(Document text)
At the Hickory Tree Child Care Center located in Selbyville, Delaware, a four-year-old girl handed out packets of heroin to her classmates thinking it was candy. The incident then led to investigators with arresting her mother on charges of maintaining a drug property.
Medics as well as police were called to the center thanks to a staff member alert enough to see the children with packets containing a white powder. The packets had not been opened by any of the children and were confiscated almost immediately by the quick acting teacher who turned the drugs over to the authorities. After investigating more the police discovered that the girl had found the drugs in a replacement backpack that her mother had given her. Like the old story of “the dog ate my homework”, the girl said her regular backpack had been destroyed by the family dog the night before.
Thinking the packets were candy the child then started to pass the drugs out to her classmates. All the children exposed were taken by authorities to the hospital as a precautionary measure and later were released.
The backpack reportedly contained about 250 bags of heroin at a weight of 3.735 grams and the mother, one Ashley Tull, 30, also lost custody of two of her other children, two daughters aged 4 and 11, and a boy 9. Now in custody of a relative and Tull is to have no contact with the children having been served with a no-contact order.

(Dataset extract)
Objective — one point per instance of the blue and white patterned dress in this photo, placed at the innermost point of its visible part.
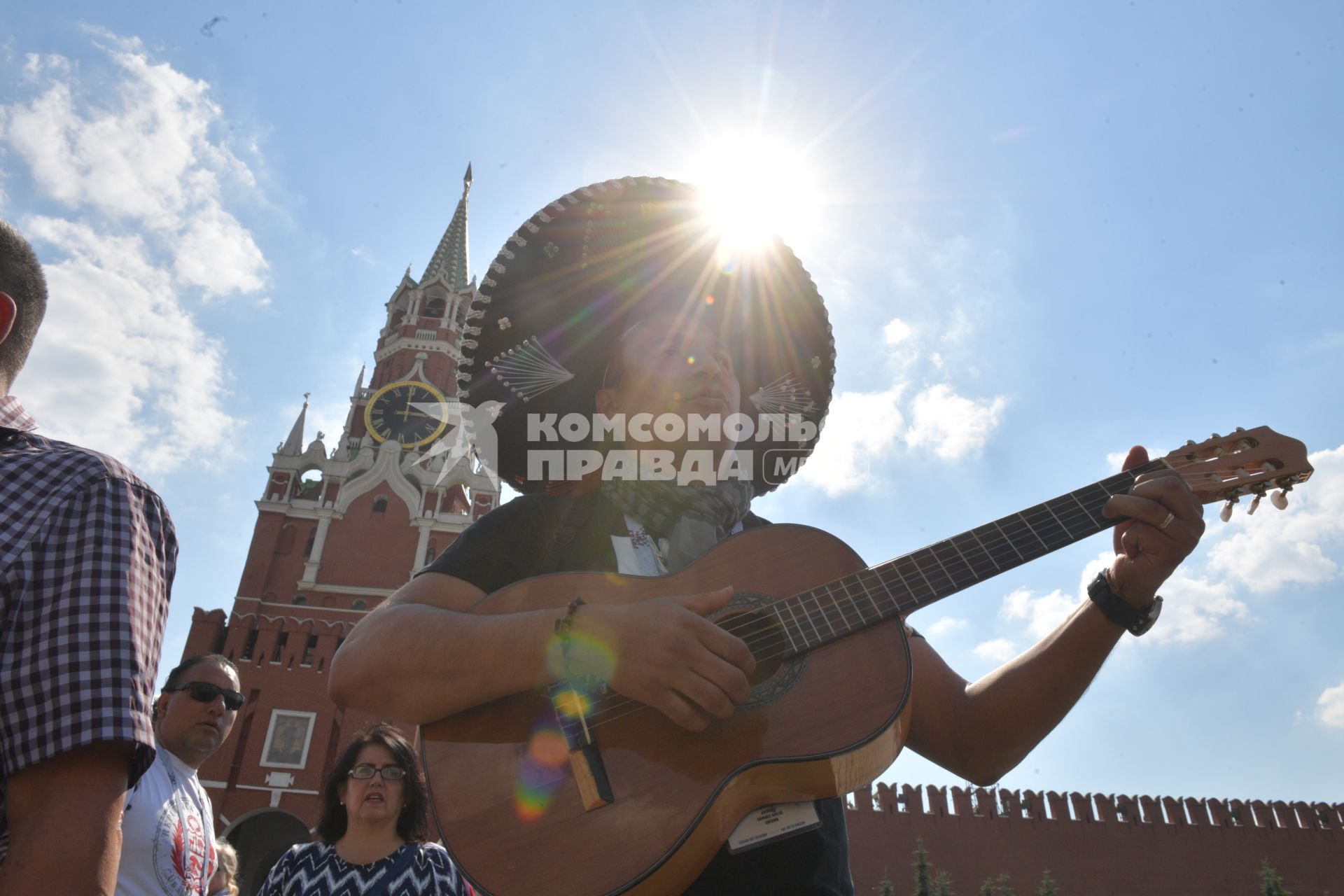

(Action item) Output the complete Hickory Tree Child Care Center heroin report verbatim, preserving every word and punctuation mark.

(Result)
At the Hickory Tree Child Care Center located in Selbyville, Delaware, a four-year-old girl handed out packets of heroin to her classmates thinking it was candy. The incident then led to investigators with arresting her mother on charges of maintaining a drug property.
Medics as well as police were called to the center thanks to a staff member alert enough to see the children with packets containing a white powder. The packets had not been opened by any of the children and were confiscated almost immediately by the quick acting teacher who turned the drugs over to the authorities. After investigating more the police discovered that the girl had found the drugs in a replacement backpack that her mother had given her. Like the old story of “the dog ate my homework”, the girl said her regular backpack had been destroyed by the family dog the night before.
Thinking the packets were candy the child then started to pass the drugs out to her classmates. All the children exposed were taken by authorities to the hospital as a precautionary measure and later were released.
The backpack reportedly contained about 250 bags of heroin at a weight of 3.735 grams and the mother, one Ashley Tull, 30, also lost custody of two of her other children, two daughters aged 4 and 11, and a boy 9. Now in custody of a relative and Tull is to have no contact with the children having been served with a no-contact order.